Suicide has surpassed motor vehicle accidents as the leading cause of injury deaths, according to a West Virginia University study published online Sept. 20 by the American Journal of Public Health.
Using data from the National Center for Health Statistics, the study found that suicide mortality rates had increased 15 percent from 2000 to 2009, while unintentional motor vehicle accident mortality rates decreased 25 percent. The dramatic increase in suicide mortality is prompting researchers to question the possible causes of the spike.
Ian Rockett, director of Educational Programs in the Department of Medicine at WVU, said the state of the economy might have influenced the increased suicide rates, which jumped significantly in 2009.
“It’s hard to tell what the reasons are for sure,” Rockett said. “But I’d have to say that the economy absolutely plays a role.”
Carol Gall, co-chair of the Illinois Suicide Prevention Alliance, said military suicides have also played a significant role in the increase.
“We are seeing people coming back from war with a whole host of stress disorders, and the signs are not being recognized,” Gall said. “These people are often taking their own lives.”
There were more than 1,100 military suicides from 2005 to 2009, according to a 2010 Department of Defense report. A second report showed that in 2009 alone, 707 veterans committed suicide, and 10,665 more unsuccessfully attempted to take their own lives.

(Items from a dataset)
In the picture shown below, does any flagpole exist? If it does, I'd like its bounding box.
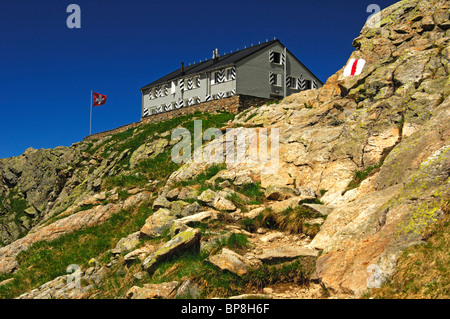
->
[89,90,92,135]
[283,47,287,97]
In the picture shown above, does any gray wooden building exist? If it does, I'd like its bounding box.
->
[141,39,323,118]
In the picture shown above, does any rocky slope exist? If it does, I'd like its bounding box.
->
[0,0,450,298]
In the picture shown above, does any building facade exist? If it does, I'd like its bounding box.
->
[141,40,323,118]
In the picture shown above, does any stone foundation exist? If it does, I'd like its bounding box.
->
[84,95,271,140]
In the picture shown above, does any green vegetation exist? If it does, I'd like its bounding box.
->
[367,199,450,299]
[227,183,266,211]
[344,160,384,193]
[243,257,316,289]
[0,203,151,299]
[181,163,227,186]
[241,205,323,237]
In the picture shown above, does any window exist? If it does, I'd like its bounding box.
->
[273,52,281,64]
[194,75,200,89]
[211,71,219,84]
[305,80,312,90]
[273,74,283,86]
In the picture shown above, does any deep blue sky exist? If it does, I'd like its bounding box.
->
[0,0,397,158]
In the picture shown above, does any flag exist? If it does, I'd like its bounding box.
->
[344,59,366,77]
[92,92,106,106]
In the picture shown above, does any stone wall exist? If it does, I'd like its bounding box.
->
[84,95,270,140]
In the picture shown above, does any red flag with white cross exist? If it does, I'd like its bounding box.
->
[92,92,106,106]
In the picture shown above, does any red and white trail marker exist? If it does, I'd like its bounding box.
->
[344,59,366,77]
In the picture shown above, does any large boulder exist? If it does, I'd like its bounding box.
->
[126,281,178,299]
[140,208,176,238]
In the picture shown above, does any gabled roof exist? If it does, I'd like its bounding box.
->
[141,39,281,90]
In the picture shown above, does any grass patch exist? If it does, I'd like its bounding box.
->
[243,257,316,289]
[0,202,149,299]
[255,206,323,237]
[368,200,450,299]
[344,160,384,194]
[181,163,227,186]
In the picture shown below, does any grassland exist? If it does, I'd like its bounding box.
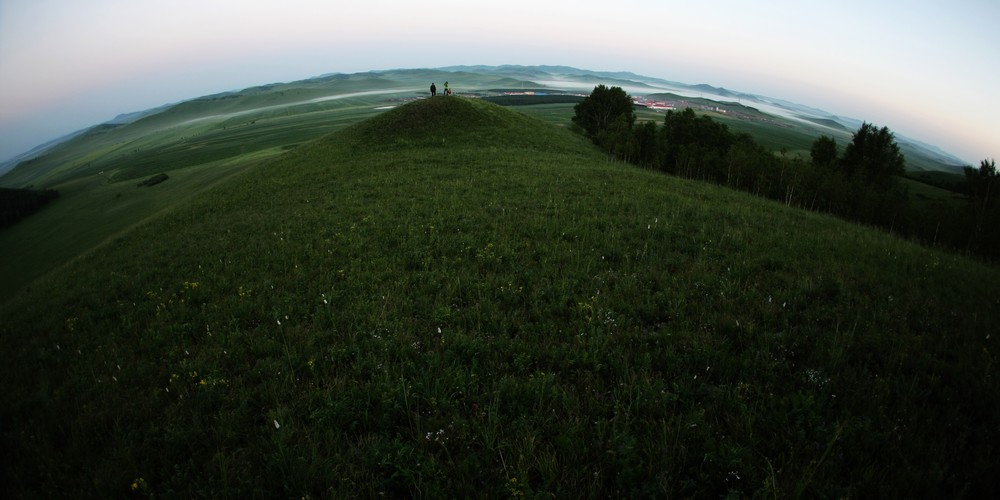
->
[0,98,1000,498]
[0,68,968,301]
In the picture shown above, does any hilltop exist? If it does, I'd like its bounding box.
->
[0,97,1000,498]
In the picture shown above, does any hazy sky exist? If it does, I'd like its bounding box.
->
[0,0,1000,165]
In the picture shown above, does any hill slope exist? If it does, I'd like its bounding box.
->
[0,98,1000,498]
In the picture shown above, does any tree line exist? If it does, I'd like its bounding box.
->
[0,188,59,229]
[573,85,1000,260]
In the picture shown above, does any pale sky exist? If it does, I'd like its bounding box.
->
[0,0,1000,166]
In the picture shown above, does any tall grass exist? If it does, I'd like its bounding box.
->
[0,98,1000,498]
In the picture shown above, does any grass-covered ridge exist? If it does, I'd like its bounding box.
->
[0,97,1000,498]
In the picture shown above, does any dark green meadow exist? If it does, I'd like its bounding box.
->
[0,97,1000,498]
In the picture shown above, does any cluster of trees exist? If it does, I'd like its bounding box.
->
[573,85,1000,259]
[0,188,59,229]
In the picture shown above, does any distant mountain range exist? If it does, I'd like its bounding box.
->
[0,65,965,175]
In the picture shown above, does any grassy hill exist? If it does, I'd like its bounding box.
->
[0,97,1000,498]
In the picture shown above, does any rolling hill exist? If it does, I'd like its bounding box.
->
[0,97,1000,498]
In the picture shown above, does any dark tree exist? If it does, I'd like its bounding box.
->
[810,135,839,166]
[965,159,1000,209]
[573,85,635,142]
[841,122,906,185]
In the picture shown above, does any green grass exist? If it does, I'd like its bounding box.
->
[0,98,1000,498]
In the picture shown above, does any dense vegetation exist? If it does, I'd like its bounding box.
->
[0,188,59,229]
[0,97,1000,498]
[574,86,1000,260]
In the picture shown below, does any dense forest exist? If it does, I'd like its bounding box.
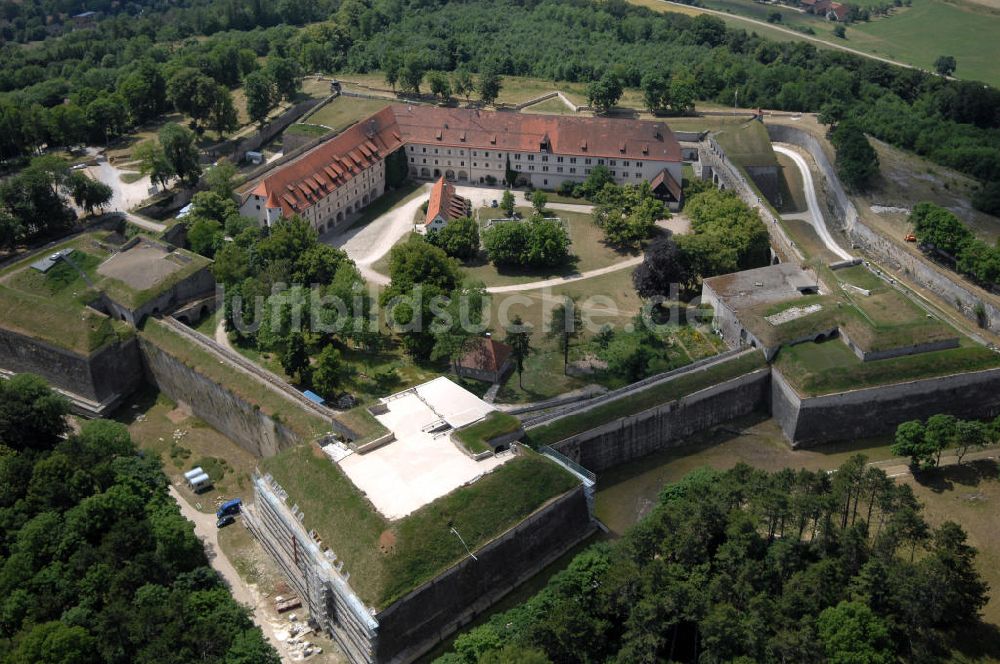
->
[0,374,280,664]
[0,0,1000,192]
[437,456,987,664]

__WHAT IS EXPECTED__: Above the material is the report on suicide mortality. List every year that the report mentions, in chronological order.

__EXERCISE RESPONSE__: 2000, 2005, 2009, 2010